La cour considère, au vu de ces éléments, qu'en méconnaissance des dispositions des articles R.5426-20 et R.5426-21 du code du travail, les mentions figurant dans la mise en demeure à laquelle la contrainte se réfère, non plus d'ailleurs que celles figurant dans la contrainte elle-même, ne permettent pas au débiteur de connaître la cause ou le motif de l'indu réclamé, ce qui lui cause un grief.
Cette conclusion suffit à justifier l'annulation de la contrainte décernée le 26 novembre 2019 à l'encontre de M.[P], la circonstance que la mise en demeure préalable à la contrainte ait été précédée de courriers explicatifs n'étant pas de nature à pallier le défaut de motivation de la mise en demeure elle-même, étant de surcroît observé que les courriers préalables dont fait état France Travail ne sont pas plus explicites puisqu'ils se bornent à indiquer, au titre du motif de l'indu, que 'de nouveaux justificatifs nous ont conduits à réviser votre droit aux allocations chômage', une telle mention, laconique et imprécise quant à la nature, au contenu et à la date des justificatifs évoqués, n'étant pas de nature à faire connaître à M.[P] l'ensemble des éléments d'information nécessaires sur la cause et le motif de la dette qui lui est opposée.

• **CONSIGNE**:
Prolongez l'extrait de l'arrêt sur la contrainte délivrée par France Travail, en reprenant juste après sa dernière phrase.

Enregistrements
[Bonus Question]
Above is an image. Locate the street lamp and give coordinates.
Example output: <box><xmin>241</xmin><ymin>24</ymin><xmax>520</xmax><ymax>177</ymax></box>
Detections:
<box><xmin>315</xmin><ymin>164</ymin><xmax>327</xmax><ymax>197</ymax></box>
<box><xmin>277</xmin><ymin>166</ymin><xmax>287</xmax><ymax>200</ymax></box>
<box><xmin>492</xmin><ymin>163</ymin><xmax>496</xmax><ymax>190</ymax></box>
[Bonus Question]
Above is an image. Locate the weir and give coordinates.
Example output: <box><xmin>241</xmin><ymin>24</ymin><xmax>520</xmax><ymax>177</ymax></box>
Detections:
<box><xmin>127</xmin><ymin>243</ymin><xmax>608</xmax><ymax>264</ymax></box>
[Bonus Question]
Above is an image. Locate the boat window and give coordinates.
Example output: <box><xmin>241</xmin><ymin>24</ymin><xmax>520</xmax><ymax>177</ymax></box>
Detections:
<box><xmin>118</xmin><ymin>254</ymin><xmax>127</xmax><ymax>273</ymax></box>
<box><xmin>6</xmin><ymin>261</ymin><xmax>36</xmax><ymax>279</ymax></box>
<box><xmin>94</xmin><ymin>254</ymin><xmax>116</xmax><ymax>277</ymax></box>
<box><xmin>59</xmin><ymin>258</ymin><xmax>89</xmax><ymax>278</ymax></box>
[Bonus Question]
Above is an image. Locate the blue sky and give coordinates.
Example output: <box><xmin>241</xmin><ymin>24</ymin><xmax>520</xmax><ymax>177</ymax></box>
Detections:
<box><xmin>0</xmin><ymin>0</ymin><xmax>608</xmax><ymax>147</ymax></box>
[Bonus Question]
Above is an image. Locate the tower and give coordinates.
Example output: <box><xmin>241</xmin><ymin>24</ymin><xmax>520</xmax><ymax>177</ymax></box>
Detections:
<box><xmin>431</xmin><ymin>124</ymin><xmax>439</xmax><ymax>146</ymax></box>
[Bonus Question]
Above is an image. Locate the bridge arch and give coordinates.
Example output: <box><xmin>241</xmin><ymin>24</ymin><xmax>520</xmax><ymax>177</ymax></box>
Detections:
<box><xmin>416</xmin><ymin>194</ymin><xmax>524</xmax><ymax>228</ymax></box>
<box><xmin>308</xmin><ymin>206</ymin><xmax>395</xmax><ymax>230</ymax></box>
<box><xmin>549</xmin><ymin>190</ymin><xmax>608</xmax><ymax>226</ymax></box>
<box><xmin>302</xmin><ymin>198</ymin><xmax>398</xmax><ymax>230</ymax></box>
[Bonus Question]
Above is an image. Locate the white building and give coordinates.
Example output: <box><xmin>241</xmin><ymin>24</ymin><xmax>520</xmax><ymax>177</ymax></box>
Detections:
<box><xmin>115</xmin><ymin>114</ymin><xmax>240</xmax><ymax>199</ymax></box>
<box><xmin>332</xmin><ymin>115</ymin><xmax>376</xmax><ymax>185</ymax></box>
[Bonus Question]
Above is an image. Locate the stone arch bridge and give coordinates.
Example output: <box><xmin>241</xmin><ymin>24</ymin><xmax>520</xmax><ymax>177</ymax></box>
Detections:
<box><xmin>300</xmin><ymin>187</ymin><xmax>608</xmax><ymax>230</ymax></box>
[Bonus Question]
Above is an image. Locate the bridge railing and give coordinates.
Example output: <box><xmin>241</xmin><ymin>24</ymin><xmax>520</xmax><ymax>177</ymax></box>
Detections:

• **RÉPONSE**:
Le moyen tiré de l'irrégularité de la mise en demeure préalable à la contrainte étant fondé, il y a lieu, par infirmation du jugement, d'annuler la contrainte émise le 26 novembre 2019 par Pôle Emploi à l'encontre de M.[P], notifiée à celui-ci le 04 décembre 2019, et de débouter France Travail de sa demande en paiement à ce titre.
Les frais de signification de la contrainte resteront donc à la charge de France Travail, contrairement à ce qu'a jugé le tribunal, dont le jugement sera également infirmé sur ce point.
Sur les dépens
En application de l'article 696 du code de procédure civile, le tribunal a condamné M.[P] aux dépens de l'instance. Le jugement étant infirmé, cette disposition sera également infirmée.
L'établissement France Travail, partie perdante au litige, sera condamné aux dépens de première instance et d'appel.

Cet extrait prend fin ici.